■ Task description: Please reproduce only the part of the records that opens with the line containing "overcast sky in this photo." and closes with the line containing "door in this photo.", both lines included, keeping the requests as they are. Scale every coordinate in the answers by 2.2 and round each result to a whole number, with halves rounded up.
....
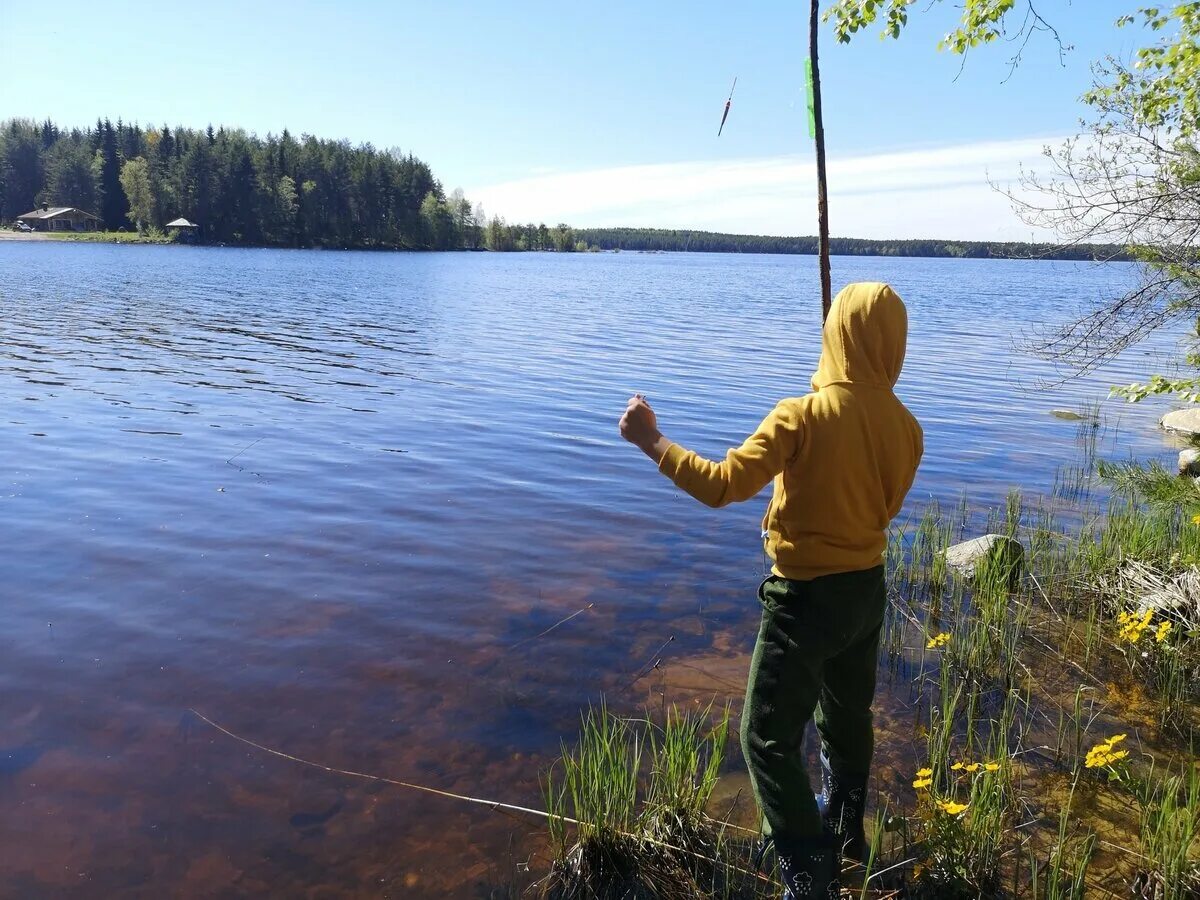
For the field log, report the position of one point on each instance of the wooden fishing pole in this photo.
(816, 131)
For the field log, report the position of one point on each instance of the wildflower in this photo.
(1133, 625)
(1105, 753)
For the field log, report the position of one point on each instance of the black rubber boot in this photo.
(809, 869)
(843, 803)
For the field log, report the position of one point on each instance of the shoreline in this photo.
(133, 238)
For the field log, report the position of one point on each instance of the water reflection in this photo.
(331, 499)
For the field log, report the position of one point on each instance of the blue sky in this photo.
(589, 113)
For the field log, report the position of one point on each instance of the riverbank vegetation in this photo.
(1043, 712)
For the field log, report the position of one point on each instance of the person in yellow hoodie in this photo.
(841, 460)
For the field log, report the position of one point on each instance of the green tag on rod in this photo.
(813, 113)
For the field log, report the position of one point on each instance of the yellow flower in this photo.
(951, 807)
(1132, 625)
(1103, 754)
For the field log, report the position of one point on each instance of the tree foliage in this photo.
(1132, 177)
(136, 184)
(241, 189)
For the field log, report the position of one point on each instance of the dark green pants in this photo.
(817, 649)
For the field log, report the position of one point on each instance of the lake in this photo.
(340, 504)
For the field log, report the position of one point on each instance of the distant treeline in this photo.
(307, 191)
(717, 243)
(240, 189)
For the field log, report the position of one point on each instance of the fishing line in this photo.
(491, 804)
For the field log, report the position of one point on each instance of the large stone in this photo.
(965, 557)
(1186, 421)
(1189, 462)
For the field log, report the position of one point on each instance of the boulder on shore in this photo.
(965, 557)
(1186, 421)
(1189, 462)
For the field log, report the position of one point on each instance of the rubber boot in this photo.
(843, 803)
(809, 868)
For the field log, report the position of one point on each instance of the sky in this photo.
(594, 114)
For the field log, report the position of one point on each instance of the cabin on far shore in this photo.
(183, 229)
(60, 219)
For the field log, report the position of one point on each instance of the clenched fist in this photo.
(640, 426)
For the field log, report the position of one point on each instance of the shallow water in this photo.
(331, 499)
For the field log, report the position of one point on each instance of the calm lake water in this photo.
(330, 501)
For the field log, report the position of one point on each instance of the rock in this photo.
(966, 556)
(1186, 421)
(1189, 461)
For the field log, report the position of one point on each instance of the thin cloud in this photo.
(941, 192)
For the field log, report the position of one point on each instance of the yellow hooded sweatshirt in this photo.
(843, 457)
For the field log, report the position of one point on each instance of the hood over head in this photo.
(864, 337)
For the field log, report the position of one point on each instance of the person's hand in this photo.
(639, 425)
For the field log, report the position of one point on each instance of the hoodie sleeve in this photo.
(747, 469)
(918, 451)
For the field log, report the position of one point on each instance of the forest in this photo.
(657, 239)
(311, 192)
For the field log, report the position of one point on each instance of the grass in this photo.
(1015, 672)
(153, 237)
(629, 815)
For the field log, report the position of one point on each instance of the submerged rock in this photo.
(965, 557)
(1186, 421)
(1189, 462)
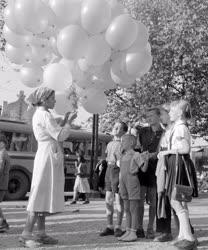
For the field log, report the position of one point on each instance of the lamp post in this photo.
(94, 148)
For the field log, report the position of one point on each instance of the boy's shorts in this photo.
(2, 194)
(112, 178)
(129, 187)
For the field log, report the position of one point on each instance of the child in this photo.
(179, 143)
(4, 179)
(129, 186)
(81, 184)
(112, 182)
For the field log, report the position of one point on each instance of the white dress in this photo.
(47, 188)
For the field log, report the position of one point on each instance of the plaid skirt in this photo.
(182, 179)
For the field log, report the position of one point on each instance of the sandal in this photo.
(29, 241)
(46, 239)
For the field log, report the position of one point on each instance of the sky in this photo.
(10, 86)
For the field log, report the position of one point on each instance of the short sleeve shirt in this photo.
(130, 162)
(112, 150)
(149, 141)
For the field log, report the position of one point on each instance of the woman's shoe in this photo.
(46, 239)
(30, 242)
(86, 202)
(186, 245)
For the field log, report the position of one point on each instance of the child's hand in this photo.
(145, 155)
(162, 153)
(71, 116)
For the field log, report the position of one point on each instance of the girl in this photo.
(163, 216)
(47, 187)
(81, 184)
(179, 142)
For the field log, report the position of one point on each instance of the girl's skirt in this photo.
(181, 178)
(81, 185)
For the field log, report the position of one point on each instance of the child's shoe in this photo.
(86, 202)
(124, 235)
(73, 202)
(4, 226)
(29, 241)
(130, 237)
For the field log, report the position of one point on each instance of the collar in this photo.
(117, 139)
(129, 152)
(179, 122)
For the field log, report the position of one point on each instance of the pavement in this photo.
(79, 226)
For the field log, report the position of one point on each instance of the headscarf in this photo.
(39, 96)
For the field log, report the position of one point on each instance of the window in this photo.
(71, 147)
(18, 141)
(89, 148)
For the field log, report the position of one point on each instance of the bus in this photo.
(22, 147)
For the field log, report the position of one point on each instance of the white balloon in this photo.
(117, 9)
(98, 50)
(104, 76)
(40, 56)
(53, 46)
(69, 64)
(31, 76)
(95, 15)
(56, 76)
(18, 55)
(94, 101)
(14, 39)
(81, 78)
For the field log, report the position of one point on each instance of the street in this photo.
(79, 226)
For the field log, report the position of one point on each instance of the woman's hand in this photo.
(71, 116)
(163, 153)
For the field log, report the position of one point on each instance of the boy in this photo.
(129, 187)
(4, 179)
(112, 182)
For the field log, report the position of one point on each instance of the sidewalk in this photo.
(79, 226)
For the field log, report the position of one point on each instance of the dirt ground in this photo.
....
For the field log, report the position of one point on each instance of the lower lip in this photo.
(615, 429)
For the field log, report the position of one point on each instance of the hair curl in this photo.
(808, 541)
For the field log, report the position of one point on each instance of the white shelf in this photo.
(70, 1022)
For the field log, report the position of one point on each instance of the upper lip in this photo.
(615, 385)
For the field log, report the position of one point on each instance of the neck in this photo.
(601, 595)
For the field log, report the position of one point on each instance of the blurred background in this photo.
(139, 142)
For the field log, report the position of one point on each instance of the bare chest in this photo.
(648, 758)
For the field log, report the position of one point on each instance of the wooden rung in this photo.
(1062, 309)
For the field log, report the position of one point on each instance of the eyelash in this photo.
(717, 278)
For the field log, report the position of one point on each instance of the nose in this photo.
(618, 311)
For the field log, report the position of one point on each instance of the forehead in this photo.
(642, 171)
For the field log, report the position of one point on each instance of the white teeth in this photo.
....
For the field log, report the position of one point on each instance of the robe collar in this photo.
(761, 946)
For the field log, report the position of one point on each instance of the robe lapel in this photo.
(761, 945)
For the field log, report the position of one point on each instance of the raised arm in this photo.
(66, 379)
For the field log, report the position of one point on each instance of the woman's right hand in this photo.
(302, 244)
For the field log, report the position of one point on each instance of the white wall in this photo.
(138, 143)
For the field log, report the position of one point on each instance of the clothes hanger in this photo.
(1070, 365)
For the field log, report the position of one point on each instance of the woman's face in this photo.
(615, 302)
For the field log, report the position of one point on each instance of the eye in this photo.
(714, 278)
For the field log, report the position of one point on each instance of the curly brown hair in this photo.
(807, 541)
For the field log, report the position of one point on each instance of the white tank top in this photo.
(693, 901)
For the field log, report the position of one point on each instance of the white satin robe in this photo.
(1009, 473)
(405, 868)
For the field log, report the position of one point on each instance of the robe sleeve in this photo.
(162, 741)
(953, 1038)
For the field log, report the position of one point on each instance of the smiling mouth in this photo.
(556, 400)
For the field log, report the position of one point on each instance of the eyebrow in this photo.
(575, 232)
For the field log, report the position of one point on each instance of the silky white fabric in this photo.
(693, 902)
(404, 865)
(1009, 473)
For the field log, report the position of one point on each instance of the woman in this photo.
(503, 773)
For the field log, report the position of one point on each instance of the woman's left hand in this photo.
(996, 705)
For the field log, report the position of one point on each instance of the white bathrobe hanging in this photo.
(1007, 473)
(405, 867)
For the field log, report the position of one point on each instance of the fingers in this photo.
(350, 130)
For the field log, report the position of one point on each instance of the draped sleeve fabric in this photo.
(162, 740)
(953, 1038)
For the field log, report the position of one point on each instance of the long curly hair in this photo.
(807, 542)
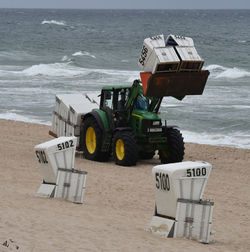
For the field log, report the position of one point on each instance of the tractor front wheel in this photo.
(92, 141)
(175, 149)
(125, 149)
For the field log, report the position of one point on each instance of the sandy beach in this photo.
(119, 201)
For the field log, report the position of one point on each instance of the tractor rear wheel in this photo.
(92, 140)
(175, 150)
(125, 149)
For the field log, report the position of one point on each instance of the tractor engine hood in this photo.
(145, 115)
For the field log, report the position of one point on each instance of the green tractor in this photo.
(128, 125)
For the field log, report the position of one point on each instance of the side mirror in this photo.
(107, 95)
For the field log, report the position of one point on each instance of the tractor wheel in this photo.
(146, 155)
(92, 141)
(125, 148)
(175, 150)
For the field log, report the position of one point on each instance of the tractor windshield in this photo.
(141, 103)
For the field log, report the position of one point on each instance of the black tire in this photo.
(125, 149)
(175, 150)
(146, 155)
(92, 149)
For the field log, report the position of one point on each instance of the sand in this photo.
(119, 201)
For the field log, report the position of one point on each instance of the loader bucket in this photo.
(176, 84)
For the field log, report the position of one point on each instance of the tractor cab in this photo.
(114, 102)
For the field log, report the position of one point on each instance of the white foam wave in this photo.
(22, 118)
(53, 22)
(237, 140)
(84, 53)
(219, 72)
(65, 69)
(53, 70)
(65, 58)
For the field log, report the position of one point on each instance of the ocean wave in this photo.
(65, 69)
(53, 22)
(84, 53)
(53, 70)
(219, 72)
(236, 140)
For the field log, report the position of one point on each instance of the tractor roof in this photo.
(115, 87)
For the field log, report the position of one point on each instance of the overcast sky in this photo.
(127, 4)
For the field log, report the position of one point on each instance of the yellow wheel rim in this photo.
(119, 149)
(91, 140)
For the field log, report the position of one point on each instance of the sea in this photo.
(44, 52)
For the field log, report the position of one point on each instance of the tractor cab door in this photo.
....
■ Answer for the task:
For the field log, report the position of one point on each instance of the overcast sky in this photo.
(279, 9)
For the field log, report the position of one point on each instance of the yellow wheel rim in this photo.
(262, 328)
(200, 308)
For the field log, report the position of one point on each instance of the sea in this photo.
(97, 114)
For the field log, report the position of one point on each instance of the tractor cab door in this photo.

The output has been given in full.